▸ GIVEN EXERCISE:
Rewrite every one of the entries below, changing "photograph" to "image" wherever it occurs and leaving everything else unchanged. Omit the pictures from your answer.

Point annotation records:
=======
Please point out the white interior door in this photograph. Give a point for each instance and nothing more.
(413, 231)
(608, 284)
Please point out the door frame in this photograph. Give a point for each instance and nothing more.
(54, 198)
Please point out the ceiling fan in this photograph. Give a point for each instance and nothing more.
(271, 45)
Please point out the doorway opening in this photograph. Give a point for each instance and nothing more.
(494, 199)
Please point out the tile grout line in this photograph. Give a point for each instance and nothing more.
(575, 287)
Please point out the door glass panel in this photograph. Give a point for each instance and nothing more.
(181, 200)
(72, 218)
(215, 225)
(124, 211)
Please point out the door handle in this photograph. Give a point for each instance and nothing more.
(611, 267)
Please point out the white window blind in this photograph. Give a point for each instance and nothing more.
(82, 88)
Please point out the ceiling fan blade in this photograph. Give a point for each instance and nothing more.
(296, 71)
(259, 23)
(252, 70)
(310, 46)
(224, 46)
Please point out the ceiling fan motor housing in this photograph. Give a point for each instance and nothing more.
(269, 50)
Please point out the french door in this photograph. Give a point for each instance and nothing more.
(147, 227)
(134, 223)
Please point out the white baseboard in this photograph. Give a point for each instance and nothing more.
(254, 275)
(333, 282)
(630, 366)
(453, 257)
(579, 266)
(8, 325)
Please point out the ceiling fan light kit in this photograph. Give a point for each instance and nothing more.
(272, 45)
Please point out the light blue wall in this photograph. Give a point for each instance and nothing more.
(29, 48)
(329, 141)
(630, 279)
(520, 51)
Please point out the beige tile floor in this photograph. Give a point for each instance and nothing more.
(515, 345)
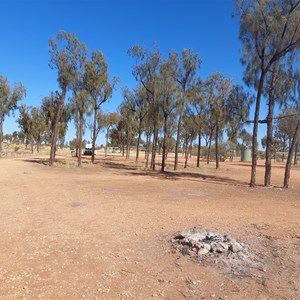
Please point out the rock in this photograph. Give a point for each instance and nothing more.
(185, 250)
(207, 246)
(224, 245)
(202, 251)
(235, 247)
=======
▸ OUTPUT FOR THIS TASK:
Please point out the white interior door in this image. Give a point for each instance and nothing more.
(413, 231)
(608, 284)
Please point out the door frame in this image. Give a point for each instance and nothing more.
(54, 198)
Please point out the ceiling fan in this image. Give a point for each instance and nothing more.
(271, 45)
Please point out the doorway opening in this image. Give a point for each instance and nothing more.
(494, 199)
Please point out the tile grout line in this image. Give a point for each instance and nothing more.
(575, 287)
Please point out the door glass panel in this image. Give a point for each instance and nothing more.
(181, 200)
(72, 218)
(215, 225)
(124, 211)
Please point out the door handle in this image. Give a point for each instance and nothing more.
(611, 267)
Please point out the white window blind in this image. Give a point for each instance and nothing more.
(82, 88)
Please point out the ceiling fan blade in this image. Give a point for each instance and nothing more.
(296, 71)
(259, 23)
(252, 70)
(310, 46)
(224, 46)
Please point out the ceiling fan motor housing in this image. Give a point for each instance and nothing more.
(269, 50)
Please point out the french door in this image. Give a point for each instance and nothing more.
(147, 227)
(134, 223)
Please point out the white baseboard in this image. Give a point for each instance and nothing more.
(254, 275)
(333, 282)
(630, 366)
(453, 257)
(579, 266)
(8, 325)
Please point out the ceiling fan light kit in this image. Give a point for each instance and nothing more.
(272, 45)
Please point out the light blue wall in this image. Give a point for each instance and nothing more.
(29, 48)
(329, 141)
(630, 279)
(520, 51)
Please point out the beige tile floor in this image. Give a point for each instance and nothing more.
(515, 345)
Please point out the rock in this image. Give a point for each instance and nothing more.
(185, 250)
(207, 246)
(224, 245)
(202, 251)
(235, 247)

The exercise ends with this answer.